[INSTRUCTIONS]
1 – In the text on suicide, which continent does the cited medical research find had the lowest suicide rate?
2 – List the six reasons, as enumerated by Prof Alex Lickerman in the text on suicide, why people commit suicide.

Prof Alex Lickerman in his famous treatise and didactic book, enumerated the ” 6 reasons why people commit suicide” as follows;
1) They are depressed.
2) They are psychotic.
3) They are impulsive.
4) They are crying for help, and don’t know how else to get it.
5) They have a philosophical desire to die. And
6) They have made a mistake.
• Yes, we agree with Prof Lickerman intoto. But as one of our Professors used to say when we were medical students “have you considered the African perspective”? Truly, in the 19 and 20 centuries, a medical research showed that suicide rate was lowest in Africa, yet Africa was and still remains the poorest Continent. Those were Africa years of innocence, since suicide is the state of the mind.
• It was postulated that Africa adopted certain survival concepts. a) The sour grapes concept – from a fable by Aesop. That is the disparagement of something out of chagrin, at not being able to get it. It makes one breathe easy.
• b) Concept of contentment – like ” I was crying I had no pair of shoes, until I saw someone without a leg”. At every stage of our lives, we have some people better than us, and some people we are better than. We can rationalize our lives by hoping for a better tomorrow.

[INFORMATION PROVIDED]
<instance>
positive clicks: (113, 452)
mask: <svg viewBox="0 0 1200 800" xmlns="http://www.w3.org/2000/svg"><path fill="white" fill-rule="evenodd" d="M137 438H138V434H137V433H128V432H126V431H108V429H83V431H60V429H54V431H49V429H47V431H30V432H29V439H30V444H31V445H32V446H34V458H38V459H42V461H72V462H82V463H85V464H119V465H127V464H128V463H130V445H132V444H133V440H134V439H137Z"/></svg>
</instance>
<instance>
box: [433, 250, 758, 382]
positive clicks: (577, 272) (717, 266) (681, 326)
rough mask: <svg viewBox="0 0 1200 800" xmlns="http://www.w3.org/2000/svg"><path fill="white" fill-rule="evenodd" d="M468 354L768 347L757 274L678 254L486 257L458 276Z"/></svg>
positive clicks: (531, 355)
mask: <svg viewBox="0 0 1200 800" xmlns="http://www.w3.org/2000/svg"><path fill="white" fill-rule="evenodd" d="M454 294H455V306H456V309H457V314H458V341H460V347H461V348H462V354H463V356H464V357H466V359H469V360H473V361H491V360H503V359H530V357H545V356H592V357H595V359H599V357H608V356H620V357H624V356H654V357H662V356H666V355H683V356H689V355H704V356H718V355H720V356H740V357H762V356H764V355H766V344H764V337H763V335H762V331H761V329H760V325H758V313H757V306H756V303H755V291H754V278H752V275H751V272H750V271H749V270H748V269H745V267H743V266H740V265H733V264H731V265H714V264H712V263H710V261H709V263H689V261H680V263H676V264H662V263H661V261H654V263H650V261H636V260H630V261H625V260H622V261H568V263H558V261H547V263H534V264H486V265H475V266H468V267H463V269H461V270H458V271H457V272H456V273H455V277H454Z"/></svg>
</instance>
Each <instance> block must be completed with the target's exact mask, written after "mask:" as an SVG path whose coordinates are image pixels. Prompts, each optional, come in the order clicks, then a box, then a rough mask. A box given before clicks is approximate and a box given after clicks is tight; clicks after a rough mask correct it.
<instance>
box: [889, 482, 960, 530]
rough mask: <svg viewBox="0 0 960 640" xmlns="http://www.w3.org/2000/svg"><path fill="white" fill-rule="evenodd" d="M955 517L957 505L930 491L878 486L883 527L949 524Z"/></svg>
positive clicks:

[RESULTS OF THE EXERCISE]
1 – Africa

2 –
1. They are depressed.
2. They are psychotic.
3. They are impulsive.
4. They are crying for help and don't know how else to get it.
5. They have a philosophical desire to die.
6. They have made a mistake.